The required output is the line with "logo, one point per instance." and each line that follows it to the end of the entries below, copied exactly and with nothing added.

### INPUT RECORDS

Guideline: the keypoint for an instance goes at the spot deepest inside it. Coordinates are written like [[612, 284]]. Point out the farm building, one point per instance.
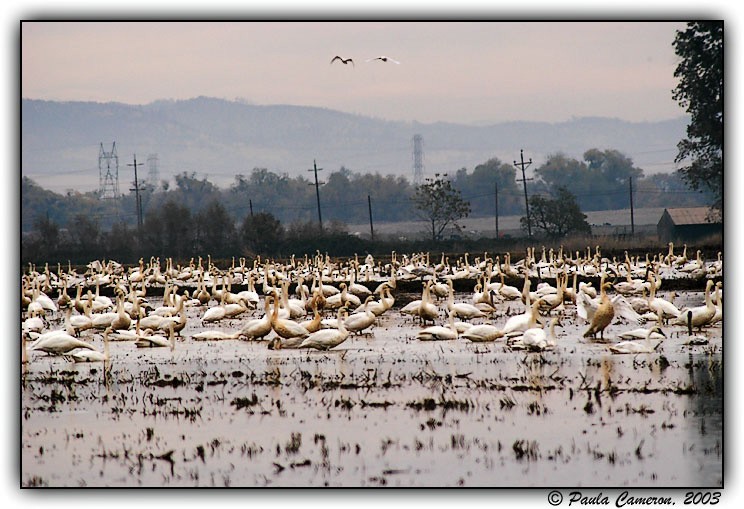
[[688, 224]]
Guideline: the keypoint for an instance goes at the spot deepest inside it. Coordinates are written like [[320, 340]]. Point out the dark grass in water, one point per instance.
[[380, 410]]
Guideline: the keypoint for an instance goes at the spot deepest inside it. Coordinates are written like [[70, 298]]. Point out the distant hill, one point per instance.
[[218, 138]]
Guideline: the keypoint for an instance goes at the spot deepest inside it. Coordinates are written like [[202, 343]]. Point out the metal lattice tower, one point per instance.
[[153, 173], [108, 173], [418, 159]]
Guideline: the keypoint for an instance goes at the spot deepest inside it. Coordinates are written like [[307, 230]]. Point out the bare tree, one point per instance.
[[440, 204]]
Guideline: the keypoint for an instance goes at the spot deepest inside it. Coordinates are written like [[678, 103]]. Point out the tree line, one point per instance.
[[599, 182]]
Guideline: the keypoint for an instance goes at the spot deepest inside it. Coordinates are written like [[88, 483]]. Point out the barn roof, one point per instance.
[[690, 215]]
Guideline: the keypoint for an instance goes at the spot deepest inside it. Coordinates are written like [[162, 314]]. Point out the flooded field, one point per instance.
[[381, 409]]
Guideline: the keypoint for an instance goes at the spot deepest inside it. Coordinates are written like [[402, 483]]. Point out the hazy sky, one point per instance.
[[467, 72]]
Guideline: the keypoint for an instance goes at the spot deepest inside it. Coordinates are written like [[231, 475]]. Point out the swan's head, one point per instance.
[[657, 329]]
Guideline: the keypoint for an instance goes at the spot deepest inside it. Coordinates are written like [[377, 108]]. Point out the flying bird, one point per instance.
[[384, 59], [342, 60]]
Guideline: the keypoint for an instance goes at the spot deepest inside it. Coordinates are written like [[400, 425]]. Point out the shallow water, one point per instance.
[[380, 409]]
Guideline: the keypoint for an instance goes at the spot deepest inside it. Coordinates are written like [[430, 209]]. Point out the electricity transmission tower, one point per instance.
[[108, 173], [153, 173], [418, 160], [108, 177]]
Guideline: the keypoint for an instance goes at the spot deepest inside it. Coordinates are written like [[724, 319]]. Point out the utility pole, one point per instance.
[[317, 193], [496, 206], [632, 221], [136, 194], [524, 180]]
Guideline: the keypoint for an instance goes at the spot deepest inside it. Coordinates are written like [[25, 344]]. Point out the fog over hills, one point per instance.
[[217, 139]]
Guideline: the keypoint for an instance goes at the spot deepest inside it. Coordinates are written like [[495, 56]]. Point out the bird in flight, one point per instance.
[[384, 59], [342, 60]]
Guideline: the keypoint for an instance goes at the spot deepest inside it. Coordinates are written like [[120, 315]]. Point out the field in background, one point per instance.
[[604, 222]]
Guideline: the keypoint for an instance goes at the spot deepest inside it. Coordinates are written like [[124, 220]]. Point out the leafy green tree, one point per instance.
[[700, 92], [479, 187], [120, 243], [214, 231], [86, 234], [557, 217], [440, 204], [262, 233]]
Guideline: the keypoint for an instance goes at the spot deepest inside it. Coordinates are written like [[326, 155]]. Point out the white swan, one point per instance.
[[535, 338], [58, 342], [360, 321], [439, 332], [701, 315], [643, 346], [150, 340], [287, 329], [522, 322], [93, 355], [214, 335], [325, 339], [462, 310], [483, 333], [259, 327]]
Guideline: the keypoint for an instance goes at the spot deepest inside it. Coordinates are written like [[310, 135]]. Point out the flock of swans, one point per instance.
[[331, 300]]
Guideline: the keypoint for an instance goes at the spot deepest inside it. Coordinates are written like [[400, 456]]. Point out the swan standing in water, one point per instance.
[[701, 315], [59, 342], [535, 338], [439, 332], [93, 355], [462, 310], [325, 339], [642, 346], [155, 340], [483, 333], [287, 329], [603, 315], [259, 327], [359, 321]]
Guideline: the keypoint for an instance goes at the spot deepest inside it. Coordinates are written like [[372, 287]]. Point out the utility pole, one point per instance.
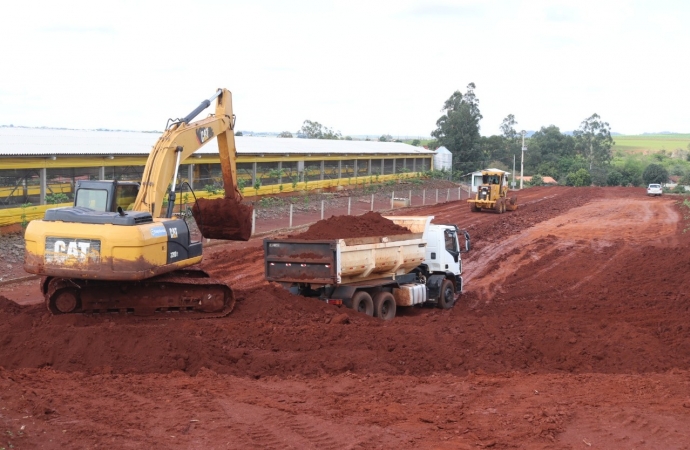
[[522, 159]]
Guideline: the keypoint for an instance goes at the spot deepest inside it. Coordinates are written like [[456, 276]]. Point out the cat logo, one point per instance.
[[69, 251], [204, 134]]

######

SOLUTION TO THE PROBLEM →
Guideline: the keypoint for an instance goes at the spot deepest inside it. Coordinates are written like [[456, 276]]. Point out the cat logo, one point per instance.
[[69, 251], [204, 134]]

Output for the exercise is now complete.